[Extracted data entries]
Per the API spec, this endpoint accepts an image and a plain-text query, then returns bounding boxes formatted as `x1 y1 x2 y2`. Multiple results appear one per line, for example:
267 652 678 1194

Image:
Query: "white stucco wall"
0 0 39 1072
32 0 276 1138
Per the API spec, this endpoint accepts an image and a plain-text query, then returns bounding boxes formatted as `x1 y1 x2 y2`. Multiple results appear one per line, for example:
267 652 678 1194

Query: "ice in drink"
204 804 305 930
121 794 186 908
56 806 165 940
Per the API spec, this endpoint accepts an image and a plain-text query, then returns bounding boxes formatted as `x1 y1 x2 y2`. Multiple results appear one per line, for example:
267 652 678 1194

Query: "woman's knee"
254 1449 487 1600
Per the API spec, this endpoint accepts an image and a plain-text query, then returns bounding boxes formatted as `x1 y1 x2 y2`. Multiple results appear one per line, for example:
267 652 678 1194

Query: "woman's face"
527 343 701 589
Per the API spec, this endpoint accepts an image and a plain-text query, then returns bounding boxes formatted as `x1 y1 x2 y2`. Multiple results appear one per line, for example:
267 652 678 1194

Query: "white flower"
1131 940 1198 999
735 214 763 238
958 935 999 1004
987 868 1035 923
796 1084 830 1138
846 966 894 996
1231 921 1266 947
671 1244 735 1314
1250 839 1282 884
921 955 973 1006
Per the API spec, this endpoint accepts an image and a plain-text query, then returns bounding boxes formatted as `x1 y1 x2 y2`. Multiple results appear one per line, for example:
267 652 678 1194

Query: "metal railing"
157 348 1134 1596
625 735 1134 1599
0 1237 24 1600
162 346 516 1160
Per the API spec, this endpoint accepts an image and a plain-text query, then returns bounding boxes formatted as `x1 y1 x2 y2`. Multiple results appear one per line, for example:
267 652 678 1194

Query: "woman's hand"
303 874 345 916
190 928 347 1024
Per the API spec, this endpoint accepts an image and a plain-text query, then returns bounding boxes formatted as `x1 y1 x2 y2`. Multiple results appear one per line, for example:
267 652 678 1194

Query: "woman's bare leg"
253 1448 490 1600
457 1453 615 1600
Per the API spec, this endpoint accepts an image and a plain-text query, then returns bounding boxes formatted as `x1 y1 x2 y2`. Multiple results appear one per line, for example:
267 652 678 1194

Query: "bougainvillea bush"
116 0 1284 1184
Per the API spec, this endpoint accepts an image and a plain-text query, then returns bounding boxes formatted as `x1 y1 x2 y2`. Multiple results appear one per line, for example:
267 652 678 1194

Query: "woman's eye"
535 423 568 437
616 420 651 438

## Goal of the exercise
Copy out all of the records above with nothing altered.

## Answer space
Per the API spec, this endpoint accepts an image and a plain-text query, then returns bounding boxes formatted as `x1 y1 x2 y2`. Multiple results appear one per line, for example:
267 652 678 1194

Image:
Query: "white stucco wall"
0 0 39 1072
32 0 276 1138
Per the API spec, this endpoint accepts an image and a plain-text query, then returns bounding boxes formatted as `x1 y1 x2 y2`. Multiple results appear one per line, for example:
267 652 678 1194

Query: "ice in drink"
204 804 305 930
121 794 186 908
56 806 165 940
Per the API spec, this endpoint accepts an image and a plain-text query, then returns bounding boxes formatted as `x1 y1 x2 y2`. Multiple results appear one per line, for example:
267 652 678 1194

Query: "woman's knee"
254 1449 487 1600
Per the API spec, this endpoint accepts an image and a plain-text query, then returns bounding boxes formatted as `x1 y1 x2 y2`. Multiple results appear one per line, for example:
267 652 678 1194

Query: "woman's face"
527 343 701 589
Per the API spec, this endpoint accepts an image and a plain-text query, then returns bounding boxes formatted as `x1 y1 x2 y2`. Multiple results appear one per line, for example:
267 652 678 1194

Query: "white flower"
1131 940 1198 999
735 214 763 238
958 935 999 1004
987 868 1035 923
796 1084 830 1138
846 966 894 996
1231 921 1266 947
671 1244 735 1314
1250 839 1282 884
921 955 973 1006
Per the API spec, this endpoint accepts an image and a plain-text query, then returns bounding boxes formatted as `x1 y1 x2 y2`. Multiple results appear one per line, for example:
267 652 678 1194

Query: "metal railing"
157 348 1134 1596
625 735 1134 1599
0 1237 24 1600
162 346 516 1160
Per the API spec, this endpoint accepts an image and a plain-text query, then returns bounding boxes formatted as `x1 y1 x2 y2`. Multiple results appear one per line, for example:
267 652 678 1194

Query: "woman's hand"
303 874 345 916
190 928 347 1024
Per the API spec, this endpoint accepts an image and a plain-text query, then returns bounding boxes formatted as `x1 y1 x2 y2`. Multiple results appear one per line, for example:
267 652 678 1194

Query: "woman's bare leg"
253 1448 490 1600
457 1453 615 1600
Per the API spec, this endpoint accepts an image and a plain-text query, then returns bounding boxes formatted as `x1 y1 x2 y2`. Multiple results appear one per line, for example:
267 652 678 1194

Query: "bougainvillea bush"
116 0 1284 1184
Per the API spec, this endpoint accepts an image and a plain-text query, then returns bounding boxes formatted as `x1 y1 x2 y2`. Multiple results appear one per line, for example:
267 652 678 1194

Query: "woman's eye"
535 423 568 437
616 420 651 438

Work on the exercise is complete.